• [TASK DIRECTIONS]
Switch "innermost point" to "center point" and give the entries again from the line containing "For every instance of the player's right" through the end of the entries, leaving everything else unchanged.

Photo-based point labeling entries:
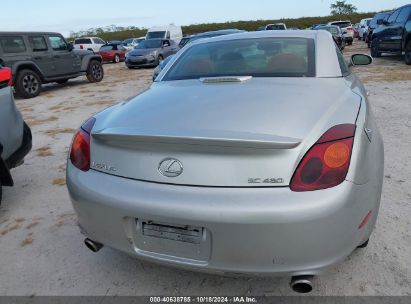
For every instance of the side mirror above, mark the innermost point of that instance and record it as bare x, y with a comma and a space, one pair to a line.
360, 59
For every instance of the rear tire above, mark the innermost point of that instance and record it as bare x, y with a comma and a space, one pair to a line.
363, 245
374, 49
408, 53
27, 84
160, 58
95, 71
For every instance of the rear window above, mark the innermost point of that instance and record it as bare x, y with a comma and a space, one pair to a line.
12, 44
258, 57
57, 43
82, 41
38, 43
333, 30
275, 27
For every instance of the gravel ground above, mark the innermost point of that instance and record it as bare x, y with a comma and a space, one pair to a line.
42, 250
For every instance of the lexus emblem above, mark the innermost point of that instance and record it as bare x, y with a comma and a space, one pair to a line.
170, 167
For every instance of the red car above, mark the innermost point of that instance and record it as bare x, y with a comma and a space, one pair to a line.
113, 53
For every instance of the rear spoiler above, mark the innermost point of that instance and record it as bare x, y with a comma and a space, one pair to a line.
207, 138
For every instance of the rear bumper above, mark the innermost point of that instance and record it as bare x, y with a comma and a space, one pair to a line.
146, 62
22, 151
251, 231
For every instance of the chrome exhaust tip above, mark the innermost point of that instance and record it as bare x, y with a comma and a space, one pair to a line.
93, 246
302, 284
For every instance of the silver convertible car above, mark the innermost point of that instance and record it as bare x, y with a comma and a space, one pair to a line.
252, 153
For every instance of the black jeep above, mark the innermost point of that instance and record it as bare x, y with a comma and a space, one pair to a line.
394, 34
37, 58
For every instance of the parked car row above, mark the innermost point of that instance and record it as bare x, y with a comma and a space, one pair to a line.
201, 143
37, 58
195, 142
336, 33
388, 33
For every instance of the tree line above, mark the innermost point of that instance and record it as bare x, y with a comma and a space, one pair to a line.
114, 32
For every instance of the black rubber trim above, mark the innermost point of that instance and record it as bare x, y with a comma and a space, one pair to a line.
5, 176
24, 149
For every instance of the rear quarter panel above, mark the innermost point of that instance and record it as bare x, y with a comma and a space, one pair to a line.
11, 124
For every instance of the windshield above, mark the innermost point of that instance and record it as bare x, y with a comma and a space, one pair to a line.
149, 44
342, 24
332, 30
183, 42
258, 57
156, 35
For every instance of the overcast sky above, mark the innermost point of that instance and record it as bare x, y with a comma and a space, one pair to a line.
64, 16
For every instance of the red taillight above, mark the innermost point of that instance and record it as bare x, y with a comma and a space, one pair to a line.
326, 164
5, 76
80, 148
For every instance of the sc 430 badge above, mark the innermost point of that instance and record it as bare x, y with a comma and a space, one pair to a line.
265, 180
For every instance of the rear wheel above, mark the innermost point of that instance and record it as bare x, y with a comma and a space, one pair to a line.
374, 49
95, 72
408, 53
27, 84
363, 245
62, 81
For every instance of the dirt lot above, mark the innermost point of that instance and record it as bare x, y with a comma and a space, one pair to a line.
41, 248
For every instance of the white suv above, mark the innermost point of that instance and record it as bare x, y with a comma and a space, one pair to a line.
89, 43
346, 28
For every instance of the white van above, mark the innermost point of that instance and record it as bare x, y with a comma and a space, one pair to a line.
171, 32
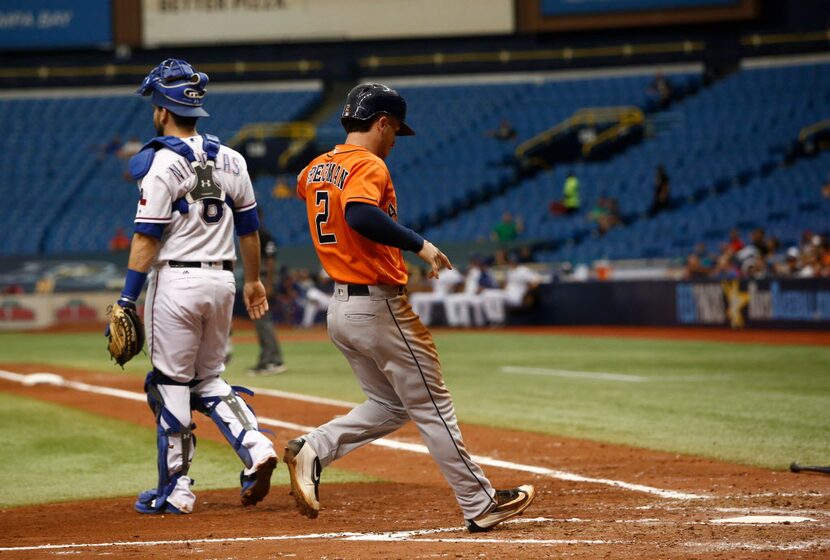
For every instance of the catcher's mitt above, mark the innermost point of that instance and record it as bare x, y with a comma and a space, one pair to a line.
126, 333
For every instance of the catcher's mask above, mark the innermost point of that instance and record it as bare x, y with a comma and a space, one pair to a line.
177, 87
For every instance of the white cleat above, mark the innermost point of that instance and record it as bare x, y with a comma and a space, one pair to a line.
509, 503
304, 471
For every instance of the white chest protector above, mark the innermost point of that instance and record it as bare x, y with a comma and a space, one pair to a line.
192, 192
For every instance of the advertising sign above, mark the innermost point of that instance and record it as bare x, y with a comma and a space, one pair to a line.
176, 22
35, 24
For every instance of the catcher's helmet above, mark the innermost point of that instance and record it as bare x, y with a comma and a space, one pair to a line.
177, 87
367, 100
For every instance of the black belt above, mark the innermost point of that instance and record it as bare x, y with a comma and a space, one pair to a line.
363, 290
226, 265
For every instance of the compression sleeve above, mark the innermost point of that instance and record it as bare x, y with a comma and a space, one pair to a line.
375, 225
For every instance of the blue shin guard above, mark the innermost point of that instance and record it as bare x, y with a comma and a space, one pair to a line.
154, 501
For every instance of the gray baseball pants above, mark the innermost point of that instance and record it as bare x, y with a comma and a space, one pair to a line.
396, 363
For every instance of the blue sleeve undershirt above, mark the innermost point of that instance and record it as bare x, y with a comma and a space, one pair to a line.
375, 225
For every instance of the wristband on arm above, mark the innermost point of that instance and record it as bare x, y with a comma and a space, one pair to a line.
133, 285
375, 225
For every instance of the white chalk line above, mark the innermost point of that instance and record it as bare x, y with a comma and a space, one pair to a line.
760, 547
347, 536
599, 375
391, 443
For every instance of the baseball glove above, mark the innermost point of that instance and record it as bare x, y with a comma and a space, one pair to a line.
125, 332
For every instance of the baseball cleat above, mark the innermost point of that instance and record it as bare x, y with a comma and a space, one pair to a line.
509, 503
255, 486
304, 471
146, 503
268, 369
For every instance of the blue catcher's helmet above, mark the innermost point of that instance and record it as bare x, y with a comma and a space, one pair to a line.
177, 87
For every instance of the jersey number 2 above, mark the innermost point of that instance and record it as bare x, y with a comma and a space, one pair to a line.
322, 197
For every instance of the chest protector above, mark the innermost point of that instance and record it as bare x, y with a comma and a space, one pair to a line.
205, 189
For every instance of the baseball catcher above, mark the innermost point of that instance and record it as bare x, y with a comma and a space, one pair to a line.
125, 332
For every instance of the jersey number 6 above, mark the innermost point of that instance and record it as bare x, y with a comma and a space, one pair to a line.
322, 197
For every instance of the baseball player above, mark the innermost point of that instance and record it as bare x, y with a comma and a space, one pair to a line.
194, 192
352, 211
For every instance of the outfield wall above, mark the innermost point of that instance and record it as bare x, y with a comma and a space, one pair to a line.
780, 303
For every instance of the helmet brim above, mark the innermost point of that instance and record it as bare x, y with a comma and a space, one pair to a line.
405, 130
161, 100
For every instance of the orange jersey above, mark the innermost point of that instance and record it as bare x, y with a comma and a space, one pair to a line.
327, 184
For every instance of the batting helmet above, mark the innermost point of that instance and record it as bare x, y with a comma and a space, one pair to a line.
177, 87
367, 100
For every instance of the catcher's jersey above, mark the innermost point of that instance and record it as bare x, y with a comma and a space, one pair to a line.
202, 230
327, 184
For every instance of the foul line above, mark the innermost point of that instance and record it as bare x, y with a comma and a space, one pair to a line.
392, 536
602, 376
53, 379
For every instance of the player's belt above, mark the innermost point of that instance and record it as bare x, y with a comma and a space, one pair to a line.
366, 290
225, 265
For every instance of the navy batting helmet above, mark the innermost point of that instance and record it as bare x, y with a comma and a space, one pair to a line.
177, 87
367, 100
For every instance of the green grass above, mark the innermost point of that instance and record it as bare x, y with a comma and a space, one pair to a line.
755, 404
55, 454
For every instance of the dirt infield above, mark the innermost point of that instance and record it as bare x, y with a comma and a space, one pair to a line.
716, 334
594, 501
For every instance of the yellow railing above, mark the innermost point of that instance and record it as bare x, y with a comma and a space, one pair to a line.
758, 40
625, 117
626, 50
113, 70
628, 118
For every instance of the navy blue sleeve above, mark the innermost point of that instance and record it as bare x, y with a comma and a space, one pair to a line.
375, 225
246, 222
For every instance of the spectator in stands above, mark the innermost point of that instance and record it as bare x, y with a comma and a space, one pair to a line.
662, 191
520, 283
605, 214
735, 242
466, 308
119, 241
504, 131
316, 298
792, 265
281, 188
695, 269
823, 256
526, 254
662, 89
424, 302
570, 202
110, 148
759, 240
725, 267
130, 148
507, 229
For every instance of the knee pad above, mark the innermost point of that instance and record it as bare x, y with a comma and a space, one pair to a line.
230, 414
167, 425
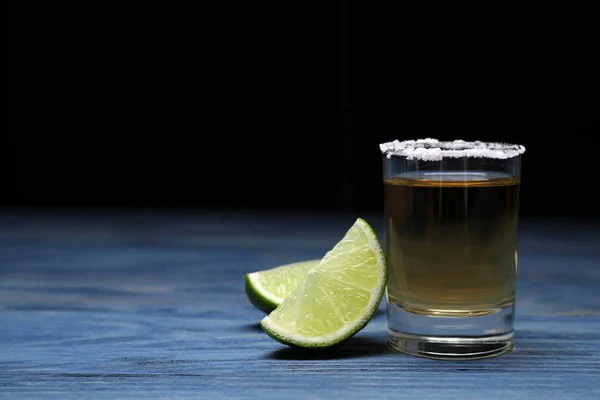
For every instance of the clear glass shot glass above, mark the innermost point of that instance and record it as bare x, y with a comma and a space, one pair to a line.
451, 237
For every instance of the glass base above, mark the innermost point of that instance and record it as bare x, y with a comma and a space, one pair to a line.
450, 337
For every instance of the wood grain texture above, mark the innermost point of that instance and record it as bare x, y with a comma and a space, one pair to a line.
151, 306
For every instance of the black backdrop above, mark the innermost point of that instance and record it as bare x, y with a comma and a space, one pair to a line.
263, 106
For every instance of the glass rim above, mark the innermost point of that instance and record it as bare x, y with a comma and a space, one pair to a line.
430, 149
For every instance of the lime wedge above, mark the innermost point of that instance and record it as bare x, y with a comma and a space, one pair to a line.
338, 297
267, 289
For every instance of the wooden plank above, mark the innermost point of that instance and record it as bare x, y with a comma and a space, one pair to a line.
151, 305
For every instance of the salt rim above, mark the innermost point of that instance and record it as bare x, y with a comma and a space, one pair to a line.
434, 150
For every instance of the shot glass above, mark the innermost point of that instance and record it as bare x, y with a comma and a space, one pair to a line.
451, 238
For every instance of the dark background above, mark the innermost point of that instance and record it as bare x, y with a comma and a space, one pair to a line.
283, 106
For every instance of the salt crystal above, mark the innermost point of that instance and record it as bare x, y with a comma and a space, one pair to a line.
434, 150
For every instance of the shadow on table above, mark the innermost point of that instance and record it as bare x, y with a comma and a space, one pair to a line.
352, 348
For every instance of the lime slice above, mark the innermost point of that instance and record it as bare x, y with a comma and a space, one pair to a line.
338, 297
267, 289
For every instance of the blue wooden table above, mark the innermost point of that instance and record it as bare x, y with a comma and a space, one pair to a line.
112, 305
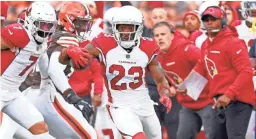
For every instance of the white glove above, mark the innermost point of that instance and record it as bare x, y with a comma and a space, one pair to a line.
48, 87
67, 41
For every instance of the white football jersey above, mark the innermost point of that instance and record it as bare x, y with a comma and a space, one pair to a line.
16, 64
125, 72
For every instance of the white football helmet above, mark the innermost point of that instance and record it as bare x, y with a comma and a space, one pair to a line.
247, 9
128, 15
108, 16
40, 20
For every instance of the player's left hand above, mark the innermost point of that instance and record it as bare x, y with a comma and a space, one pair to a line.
166, 101
47, 86
79, 56
96, 100
222, 101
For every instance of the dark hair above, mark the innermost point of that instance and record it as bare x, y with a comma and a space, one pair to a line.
164, 23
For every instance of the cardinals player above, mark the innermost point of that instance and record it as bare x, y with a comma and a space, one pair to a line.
246, 29
229, 75
21, 47
4, 10
127, 56
192, 23
66, 114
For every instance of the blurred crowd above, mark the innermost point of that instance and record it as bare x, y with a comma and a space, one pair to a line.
173, 12
175, 9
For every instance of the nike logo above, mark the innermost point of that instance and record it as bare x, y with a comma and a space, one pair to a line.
169, 64
10, 32
239, 51
18, 27
186, 49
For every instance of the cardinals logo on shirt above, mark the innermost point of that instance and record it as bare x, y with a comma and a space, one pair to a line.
175, 78
211, 67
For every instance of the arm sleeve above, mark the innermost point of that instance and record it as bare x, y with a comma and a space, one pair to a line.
43, 65
97, 76
240, 60
56, 72
192, 53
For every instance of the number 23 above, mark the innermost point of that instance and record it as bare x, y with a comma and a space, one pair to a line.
121, 74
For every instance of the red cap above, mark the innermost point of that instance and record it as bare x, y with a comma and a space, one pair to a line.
4, 9
22, 15
213, 11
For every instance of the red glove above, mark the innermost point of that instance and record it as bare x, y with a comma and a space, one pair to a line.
79, 56
166, 101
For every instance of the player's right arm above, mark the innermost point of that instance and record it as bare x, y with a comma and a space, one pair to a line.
12, 36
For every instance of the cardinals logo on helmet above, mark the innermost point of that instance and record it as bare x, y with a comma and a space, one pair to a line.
175, 78
211, 67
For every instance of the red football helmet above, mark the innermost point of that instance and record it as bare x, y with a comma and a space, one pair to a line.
4, 9
21, 17
75, 18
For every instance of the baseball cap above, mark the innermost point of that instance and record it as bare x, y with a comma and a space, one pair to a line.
215, 11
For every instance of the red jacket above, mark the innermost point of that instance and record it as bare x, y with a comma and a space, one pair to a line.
178, 62
228, 68
81, 81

• [EXERCISE RESPONSE]
For every instance of the player's right arm above, mark the center point of that instance and record it as bare x, y with a comma and a space, one pair to a line.
12, 36
For every instance of the cardinals logo on helmet above, mark the center point of that instance and record it as bare x, y with a comma and a space, one pair to a line.
175, 78
211, 67
For every instance of the red football helmet above, mark the center point of that instance and record it as bare x, y with a comma and a space, one pair to a line.
4, 9
21, 17
75, 18
For every instance of the baseball cap above, mark the center point of that instance and record it as bare x, y with a comma and a space, one pair to a line.
215, 11
For every instance of the red jacket above, mark the center point of that instance and record it as bare x, y with a comma and a space, one pair to a line.
178, 62
228, 68
81, 81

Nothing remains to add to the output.